### Text block
The free-falling economy affected rich and poor alike. Mining millionaires such as Horace Tabor lost their fortunes, while real estate tycoon Henry Brown, could not pay his debts on the new Brown Palace Hotel and was eventually forced to sell the building. Twelve banks failed in Denver alone. Real estate prices plummeted and the population grew restless, traveling around the state looking for any kind of work. Colorado’s suffering was not unique; by December 1893, some 3 million people had lost jobs nationwide, with some trades losing up to 80 percent of their workforces. National unemployment stood at 12.3 percent by 1894 and did not drop below 10 percent until 1899.
Governor Waite could do little to provide relief, as his policies drew substantial opposition from the main parties and Populists held minorities in both chambers of the state legislature. Local communities did what they could. The State Soldiers’ and Sailors’ Home, built in the San Luis Valley in 1889 to house aging Civil War veterans, took in more veterans who were now unemployed. Out-of-work silver miners flocked to the booming Cripple Creek gold district, where mine owners took advantage of the labor shortage; tensions with workers eventually reached a fever pitch during a strike in 1894. Leadville built a large and elaborate Ice Palace in the winter of 1895–96 to attract tourists, even as the local mining industry was beginning to pick back up.

### Exercise set
1. Update the passage on Colorado's economic crisis: rewrite everything from "The free-falling economy" down to "percent until 1899.", replacing "plummeted" with "collapsed".
2. In the passage on Colorado's economic crisis, what did Leadville build in the winter of 1895–96?
The material after the text has no connection to it.

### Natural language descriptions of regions
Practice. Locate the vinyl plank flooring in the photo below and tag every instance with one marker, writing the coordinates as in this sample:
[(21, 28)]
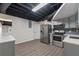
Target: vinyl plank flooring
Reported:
[(36, 48)]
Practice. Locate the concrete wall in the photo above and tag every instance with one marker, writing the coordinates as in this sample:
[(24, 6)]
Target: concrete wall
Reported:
[(20, 29), (70, 22)]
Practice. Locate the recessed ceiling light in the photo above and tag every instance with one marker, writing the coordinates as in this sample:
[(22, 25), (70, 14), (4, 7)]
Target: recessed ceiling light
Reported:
[(39, 6)]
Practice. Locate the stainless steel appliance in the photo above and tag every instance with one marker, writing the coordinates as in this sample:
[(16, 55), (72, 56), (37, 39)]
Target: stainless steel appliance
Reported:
[(45, 33), (58, 35)]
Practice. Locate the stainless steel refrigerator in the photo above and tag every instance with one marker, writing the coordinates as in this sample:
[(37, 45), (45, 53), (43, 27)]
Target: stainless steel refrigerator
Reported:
[(45, 33)]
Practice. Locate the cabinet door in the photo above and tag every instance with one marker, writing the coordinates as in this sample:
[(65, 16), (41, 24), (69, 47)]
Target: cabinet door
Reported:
[(72, 22)]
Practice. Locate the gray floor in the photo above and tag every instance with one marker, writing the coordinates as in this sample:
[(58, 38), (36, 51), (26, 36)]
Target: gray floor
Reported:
[(36, 48)]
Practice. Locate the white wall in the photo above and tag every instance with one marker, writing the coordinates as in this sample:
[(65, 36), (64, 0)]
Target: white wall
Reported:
[(22, 32), (20, 29), (70, 22)]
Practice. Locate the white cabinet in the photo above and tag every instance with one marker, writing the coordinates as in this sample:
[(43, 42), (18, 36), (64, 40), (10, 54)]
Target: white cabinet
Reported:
[(72, 22)]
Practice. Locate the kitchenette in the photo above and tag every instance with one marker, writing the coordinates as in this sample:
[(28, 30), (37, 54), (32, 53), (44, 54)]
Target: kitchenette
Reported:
[(7, 41)]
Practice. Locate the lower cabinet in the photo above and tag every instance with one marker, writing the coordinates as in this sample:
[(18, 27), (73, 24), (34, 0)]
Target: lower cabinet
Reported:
[(7, 48)]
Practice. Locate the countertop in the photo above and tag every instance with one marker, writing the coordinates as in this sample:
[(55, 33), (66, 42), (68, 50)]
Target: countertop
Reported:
[(7, 38), (71, 40)]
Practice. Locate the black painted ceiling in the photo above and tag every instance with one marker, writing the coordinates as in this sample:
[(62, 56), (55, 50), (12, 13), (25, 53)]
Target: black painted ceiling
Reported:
[(24, 10)]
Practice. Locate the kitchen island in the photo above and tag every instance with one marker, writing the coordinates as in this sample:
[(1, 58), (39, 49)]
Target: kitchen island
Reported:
[(71, 45), (7, 46)]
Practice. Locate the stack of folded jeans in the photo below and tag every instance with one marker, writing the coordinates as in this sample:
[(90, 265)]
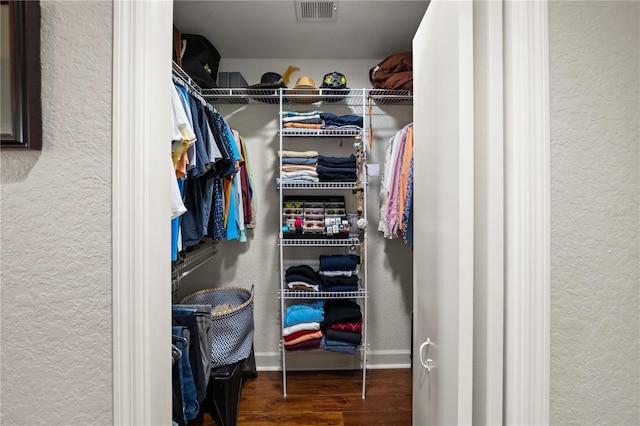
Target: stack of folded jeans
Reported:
[(342, 326), (337, 169), (348, 121), (302, 278), (339, 272)]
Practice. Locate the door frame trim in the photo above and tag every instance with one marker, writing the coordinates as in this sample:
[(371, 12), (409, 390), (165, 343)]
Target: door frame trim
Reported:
[(141, 237), (141, 322), (527, 217)]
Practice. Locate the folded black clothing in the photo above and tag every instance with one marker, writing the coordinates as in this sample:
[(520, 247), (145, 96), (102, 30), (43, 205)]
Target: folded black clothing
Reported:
[(340, 310), (341, 281), (305, 270), (305, 279), (352, 337), (339, 262), (349, 161), (337, 177)]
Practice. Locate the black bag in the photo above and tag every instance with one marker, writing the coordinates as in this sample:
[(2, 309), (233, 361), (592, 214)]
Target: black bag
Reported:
[(201, 60)]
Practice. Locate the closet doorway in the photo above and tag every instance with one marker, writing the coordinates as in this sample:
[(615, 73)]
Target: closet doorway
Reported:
[(140, 378)]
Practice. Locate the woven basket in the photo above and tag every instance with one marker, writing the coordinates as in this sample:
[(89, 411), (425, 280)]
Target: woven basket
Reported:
[(233, 328)]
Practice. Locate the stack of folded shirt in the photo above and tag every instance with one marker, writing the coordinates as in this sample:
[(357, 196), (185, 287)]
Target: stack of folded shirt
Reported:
[(302, 278), (302, 325), (340, 169), (342, 326), (339, 272), (302, 120), (299, 166)]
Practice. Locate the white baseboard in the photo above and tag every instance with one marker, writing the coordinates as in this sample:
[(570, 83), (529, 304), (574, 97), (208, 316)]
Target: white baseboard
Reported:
[(324, 360)]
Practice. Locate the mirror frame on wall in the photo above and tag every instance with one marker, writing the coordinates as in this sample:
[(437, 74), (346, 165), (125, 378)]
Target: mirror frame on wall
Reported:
[(21, 77)]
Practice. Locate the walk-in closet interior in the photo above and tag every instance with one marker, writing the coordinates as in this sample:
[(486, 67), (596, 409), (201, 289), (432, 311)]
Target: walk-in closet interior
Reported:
[(288, 221)]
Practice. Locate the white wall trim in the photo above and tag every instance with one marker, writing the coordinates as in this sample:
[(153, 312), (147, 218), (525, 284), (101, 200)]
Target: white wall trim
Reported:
[(319, 360), (141, 236), (488, 351), (527, 192)]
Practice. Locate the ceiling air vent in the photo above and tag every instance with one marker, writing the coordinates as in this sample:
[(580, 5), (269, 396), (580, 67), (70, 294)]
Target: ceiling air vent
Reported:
[(316, 11)]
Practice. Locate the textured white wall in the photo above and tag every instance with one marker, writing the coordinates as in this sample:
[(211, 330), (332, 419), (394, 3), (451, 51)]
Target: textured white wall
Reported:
[(595, 280), (257, 261), (56, 233)]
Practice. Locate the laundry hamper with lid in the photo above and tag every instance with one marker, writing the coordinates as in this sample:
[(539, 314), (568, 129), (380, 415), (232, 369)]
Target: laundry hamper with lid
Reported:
[(232, 327)]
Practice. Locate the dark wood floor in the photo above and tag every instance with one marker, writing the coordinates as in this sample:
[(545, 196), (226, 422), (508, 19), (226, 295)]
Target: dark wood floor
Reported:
[(324, 398)]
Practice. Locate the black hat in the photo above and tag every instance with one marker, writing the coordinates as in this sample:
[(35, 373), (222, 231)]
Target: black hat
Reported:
[(201, 60), (269, 80)]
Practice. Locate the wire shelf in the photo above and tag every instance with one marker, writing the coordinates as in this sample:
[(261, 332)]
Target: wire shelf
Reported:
[(319, 185), (351, 97), (321, 132), (318, 242), (297, 294)]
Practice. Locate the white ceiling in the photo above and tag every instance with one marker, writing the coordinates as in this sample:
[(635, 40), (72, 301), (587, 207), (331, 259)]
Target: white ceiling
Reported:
[(370, 29)]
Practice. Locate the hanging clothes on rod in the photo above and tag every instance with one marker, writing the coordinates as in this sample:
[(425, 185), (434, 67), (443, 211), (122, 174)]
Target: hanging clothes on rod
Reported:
[(211, 169), (396, 187)]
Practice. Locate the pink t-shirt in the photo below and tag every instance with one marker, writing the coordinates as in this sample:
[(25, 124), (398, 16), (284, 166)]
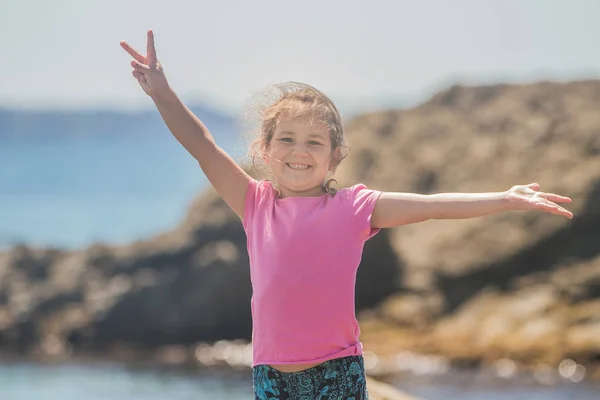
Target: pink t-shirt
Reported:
[(304, 254)]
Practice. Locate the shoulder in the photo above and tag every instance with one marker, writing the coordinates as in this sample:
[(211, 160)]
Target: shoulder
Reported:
[(260, 193), (358, 193)]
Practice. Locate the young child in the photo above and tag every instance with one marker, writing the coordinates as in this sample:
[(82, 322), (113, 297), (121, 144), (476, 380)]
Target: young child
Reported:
[(305, 237)]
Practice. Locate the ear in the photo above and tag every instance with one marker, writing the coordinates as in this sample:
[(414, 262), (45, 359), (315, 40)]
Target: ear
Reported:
[(336, 155)]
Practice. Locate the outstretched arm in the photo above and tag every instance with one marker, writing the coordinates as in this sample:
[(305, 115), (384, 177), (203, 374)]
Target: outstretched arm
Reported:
[(226, 176), (395, 209)]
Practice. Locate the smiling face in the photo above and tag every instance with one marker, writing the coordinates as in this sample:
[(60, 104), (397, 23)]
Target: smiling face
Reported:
[(300, 156)]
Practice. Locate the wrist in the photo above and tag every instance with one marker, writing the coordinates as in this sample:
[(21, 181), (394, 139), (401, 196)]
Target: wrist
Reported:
[(164, 96)]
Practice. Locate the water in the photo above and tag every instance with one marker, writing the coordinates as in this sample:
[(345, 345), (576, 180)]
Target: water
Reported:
[(23, 381), (71, 191)]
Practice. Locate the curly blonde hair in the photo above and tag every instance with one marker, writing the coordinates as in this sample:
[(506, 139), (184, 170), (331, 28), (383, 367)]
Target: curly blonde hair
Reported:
[(295, 99)]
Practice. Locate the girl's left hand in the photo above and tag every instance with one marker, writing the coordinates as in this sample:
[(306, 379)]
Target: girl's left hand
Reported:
[(528, 197)]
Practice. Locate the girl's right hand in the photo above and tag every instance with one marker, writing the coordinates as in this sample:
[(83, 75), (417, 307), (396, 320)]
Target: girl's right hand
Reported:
[(146, 69)]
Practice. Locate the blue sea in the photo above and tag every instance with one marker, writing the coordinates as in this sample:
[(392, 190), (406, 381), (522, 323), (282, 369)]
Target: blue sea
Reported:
[(70, 191), (103, 381), (67, 182)]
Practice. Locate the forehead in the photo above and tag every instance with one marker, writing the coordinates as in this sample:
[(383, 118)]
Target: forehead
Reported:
[(301, 125)]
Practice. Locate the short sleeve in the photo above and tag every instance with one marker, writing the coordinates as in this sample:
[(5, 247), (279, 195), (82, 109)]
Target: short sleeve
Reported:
[(363, 204), (258, 192)]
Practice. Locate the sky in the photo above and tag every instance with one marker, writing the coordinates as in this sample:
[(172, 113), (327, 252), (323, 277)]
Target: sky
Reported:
[(365, 54)]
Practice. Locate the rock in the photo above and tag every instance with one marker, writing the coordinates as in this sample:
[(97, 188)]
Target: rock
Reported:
[(518, 285)]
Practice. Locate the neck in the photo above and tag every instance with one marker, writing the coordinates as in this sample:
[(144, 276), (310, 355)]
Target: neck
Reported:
[(314, 192)]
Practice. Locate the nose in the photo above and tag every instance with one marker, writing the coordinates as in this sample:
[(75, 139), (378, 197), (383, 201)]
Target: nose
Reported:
[(300, 149)]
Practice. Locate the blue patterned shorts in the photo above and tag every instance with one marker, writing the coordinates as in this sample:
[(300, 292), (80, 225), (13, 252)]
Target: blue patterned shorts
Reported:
[(339, 379)]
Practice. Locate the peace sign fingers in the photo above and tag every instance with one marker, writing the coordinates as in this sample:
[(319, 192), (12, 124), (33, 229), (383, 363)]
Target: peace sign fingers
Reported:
[(132, 52), (150, 49)]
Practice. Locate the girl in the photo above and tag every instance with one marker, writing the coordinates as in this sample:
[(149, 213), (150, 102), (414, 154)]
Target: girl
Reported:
[(305, 237)]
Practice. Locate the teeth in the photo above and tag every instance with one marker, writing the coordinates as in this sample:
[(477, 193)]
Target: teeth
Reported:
[(298, 166)]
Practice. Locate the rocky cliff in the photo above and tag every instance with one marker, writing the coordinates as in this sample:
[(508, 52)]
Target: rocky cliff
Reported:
[(522, 286)]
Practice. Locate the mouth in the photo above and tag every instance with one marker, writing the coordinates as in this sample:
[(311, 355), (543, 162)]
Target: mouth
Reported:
[(298, 166)]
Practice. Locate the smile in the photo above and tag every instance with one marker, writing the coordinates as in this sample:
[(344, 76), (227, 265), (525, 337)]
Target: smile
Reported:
[(298, 166)]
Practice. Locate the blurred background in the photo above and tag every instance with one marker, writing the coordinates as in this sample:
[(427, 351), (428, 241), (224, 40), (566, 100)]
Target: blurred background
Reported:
[(122, 274)]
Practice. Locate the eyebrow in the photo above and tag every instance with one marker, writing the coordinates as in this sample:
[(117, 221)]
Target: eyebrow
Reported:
[(318, 135)]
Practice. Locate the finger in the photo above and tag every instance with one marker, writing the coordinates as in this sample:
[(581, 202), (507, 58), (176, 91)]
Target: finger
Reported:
[(558, 198), (138, 66), (132, 52), (554, 209), (150, 50)]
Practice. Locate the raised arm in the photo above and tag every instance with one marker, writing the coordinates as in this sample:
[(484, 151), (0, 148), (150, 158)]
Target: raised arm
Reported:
[(226, 176), (395, 209)]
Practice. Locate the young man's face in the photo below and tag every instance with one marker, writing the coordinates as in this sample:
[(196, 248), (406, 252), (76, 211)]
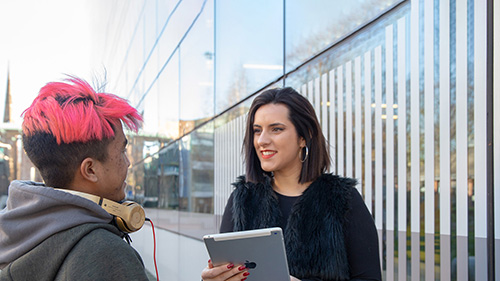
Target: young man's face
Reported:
[(114, 170)]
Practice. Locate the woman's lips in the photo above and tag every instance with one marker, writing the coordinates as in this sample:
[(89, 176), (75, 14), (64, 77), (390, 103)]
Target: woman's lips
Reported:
[(266, 154)]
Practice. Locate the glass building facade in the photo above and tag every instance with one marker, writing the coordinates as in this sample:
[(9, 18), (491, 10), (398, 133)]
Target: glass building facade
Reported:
[(403, 91)]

### Outputs for the tasks
1.
The free-falling economy affected rich and poor alike. Mining millionaires such as Horace Tabor lost their fortunes, while real estate tycoon Henry Brown, could not pay his debts on the new Brown Palace Hotel and was eventually forced to sell the building. Twelve banks failed in Denver alone. Real estate prices collapsed and the population grew restless, traveling around the state looking for any kind of work. Colorado’s suffering was not unique; by December 1893, some 3 million people had lost jobs nationwide, with some trades losing up to 80 percent of their workforces. National unemployment stood at 12.3 percent by 1894 and did not drop below 10 percent until 1899.

2. A large and elaborate Ice Palace.